--- START DOCUMENT PASSAGE ---
Empirical artifacts from the **projective-axis** discovery in trained
sphere-solver batteries (geolip-svae lineage, 2026-04-24 session).

---

## TL;DR

Every trained sphere-solver tested produces an M tensor whose rows,
when antipodal pairs are collapsed, form a uniformly-distributed
codebook on **ℝP^(D-1)**. The "32 points on a sphere" reading is a
mislabel. The trained geometry is projective.

Verified across **19 trained models** spanning D=3, D=4, D=5.

This means the "polygonal omega" we were searching for already exists
as the projective reader applied to sphere-trained M. We don't need a
new normalizer or architecture. The trained sphere-solver IS the
polygonal codebook; we just read it through antipodal-collapse.

---

## The data

### Cross-D pattern at V=32

| D | Pairs collapsed | Axes | Deviation from uniform ℝP^(D-1) | Effective rank |
|---|-----------------|------|----------------------------------|----------------|
| 3 | 10 (62.5%)      | 22   | -0.004                           | 2.96 / 3 (99%) |
| 4 |  6 (37.5%)      | 26   | +0.002                           | 3.96 / 4 (99%) |
| 5 |  3 (18.7%)      | 29   | +0.016                           | 4.94 / 5 (99%) |

Pair-fraction halves with each D step. Axis count climbs toward V=32.
Deviation stays within ±0.05 of uniform projective baseline at every D.

### Per-noise codebook differentiation (h2-64, V=32 D=4, 16 batteries)
--- END DOCUMENT PASSAGE ---
For each statement, answer yes or no on whether the sphere-solver write-up agrees, and quote the deciding words. 1. The pair fraction doubles with each D step. 2. A new normalizer or architecture is required. 3. Deviation stays within ±0.05 of the uniform projective baseline at every D. The data that follows has no connection to the sphere-solver write-up.
--- START RECORDS ---
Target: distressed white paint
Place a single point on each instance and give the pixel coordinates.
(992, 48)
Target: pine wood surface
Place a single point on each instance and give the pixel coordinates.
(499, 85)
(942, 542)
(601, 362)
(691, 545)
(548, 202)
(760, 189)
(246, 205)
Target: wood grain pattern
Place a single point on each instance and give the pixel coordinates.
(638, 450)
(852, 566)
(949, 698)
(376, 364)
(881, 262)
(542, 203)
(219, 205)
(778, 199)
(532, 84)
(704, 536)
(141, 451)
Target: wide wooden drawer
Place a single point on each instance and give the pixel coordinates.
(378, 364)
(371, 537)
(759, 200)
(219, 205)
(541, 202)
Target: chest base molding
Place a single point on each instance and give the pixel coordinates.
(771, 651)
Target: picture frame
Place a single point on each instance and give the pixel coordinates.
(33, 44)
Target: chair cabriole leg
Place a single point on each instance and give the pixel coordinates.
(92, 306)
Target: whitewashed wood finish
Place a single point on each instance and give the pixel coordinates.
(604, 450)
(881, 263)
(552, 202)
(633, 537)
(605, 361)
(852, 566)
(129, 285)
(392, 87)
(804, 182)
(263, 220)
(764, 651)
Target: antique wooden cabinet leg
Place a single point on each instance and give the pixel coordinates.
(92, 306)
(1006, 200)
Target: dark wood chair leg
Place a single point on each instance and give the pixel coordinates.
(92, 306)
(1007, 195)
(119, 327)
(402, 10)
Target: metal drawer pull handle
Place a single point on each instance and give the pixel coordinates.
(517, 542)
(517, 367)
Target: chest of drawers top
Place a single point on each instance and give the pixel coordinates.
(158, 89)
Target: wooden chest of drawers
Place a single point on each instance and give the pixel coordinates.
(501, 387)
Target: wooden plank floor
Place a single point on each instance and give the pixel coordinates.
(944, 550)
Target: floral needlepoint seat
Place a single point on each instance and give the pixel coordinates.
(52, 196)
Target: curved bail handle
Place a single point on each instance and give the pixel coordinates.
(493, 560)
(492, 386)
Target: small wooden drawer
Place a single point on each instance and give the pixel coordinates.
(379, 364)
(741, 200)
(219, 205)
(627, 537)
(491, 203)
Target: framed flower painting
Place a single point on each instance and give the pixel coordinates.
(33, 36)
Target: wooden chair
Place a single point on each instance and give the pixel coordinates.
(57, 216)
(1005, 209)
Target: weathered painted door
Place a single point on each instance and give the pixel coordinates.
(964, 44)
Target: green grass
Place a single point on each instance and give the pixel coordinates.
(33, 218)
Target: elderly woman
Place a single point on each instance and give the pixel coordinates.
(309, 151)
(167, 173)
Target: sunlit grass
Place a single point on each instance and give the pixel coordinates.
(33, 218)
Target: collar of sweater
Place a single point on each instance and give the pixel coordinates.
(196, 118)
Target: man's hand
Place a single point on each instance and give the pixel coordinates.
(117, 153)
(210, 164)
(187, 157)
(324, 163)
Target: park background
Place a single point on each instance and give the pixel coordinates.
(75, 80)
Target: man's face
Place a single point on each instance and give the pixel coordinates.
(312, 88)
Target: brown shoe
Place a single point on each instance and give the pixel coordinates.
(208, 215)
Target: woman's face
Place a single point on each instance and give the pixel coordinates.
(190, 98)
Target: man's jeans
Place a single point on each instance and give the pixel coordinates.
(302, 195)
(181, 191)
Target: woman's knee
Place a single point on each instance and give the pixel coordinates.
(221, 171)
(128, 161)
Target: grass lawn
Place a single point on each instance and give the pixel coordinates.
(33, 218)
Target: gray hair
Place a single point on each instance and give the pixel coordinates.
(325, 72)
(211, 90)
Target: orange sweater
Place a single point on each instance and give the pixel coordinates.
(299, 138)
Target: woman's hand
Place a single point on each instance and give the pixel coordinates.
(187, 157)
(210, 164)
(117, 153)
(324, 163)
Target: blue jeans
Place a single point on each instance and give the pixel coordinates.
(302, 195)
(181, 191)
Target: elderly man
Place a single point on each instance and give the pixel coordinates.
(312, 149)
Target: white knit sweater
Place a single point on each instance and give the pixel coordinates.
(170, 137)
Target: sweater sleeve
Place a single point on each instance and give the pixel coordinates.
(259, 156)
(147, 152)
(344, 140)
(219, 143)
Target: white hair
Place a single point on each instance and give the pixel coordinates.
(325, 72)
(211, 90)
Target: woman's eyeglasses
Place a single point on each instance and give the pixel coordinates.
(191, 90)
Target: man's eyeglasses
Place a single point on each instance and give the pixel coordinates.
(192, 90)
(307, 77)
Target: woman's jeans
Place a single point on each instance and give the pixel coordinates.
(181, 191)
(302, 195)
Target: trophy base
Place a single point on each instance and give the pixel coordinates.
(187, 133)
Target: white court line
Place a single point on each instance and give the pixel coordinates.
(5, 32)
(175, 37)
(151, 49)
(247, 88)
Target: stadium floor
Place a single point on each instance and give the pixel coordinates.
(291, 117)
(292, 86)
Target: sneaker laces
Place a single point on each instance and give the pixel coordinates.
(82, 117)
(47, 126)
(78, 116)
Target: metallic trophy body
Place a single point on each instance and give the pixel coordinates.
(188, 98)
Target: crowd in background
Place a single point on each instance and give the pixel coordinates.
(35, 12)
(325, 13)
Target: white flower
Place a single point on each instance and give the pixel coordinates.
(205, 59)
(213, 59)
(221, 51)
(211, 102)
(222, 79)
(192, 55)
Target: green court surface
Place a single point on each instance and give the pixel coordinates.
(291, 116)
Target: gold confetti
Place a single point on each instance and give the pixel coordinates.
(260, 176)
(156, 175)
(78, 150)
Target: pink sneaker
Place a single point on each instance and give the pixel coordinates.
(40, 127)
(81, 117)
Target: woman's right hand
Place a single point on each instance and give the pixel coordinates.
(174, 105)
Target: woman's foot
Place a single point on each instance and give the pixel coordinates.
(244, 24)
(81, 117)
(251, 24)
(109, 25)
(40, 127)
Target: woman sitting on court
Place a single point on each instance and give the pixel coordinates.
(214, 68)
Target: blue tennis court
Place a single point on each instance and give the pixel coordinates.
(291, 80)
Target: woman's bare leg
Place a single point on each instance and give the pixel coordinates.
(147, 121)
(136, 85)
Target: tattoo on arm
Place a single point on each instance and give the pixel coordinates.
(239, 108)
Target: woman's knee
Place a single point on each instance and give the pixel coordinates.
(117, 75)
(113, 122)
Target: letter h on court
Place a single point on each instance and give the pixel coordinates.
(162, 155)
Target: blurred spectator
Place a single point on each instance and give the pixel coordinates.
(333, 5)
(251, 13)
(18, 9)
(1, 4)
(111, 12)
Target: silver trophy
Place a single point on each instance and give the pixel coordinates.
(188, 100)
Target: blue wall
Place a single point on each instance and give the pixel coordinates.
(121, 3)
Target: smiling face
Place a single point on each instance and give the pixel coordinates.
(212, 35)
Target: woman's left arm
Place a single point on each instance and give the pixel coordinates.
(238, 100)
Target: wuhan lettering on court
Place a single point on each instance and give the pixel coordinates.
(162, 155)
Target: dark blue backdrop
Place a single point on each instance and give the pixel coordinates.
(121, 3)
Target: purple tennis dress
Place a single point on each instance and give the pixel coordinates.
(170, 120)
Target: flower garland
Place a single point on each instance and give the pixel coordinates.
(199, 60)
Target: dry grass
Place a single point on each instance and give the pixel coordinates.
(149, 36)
--- END RECORDS ---
_EXERCISE SOLUTION_:
1. No: "Pair-fraction halves with each D step."
2. No: "We don't need a new normalizer or architecture."
3. Yes: "Deviation stays within ±0.05 of uniform projective baseline at every D."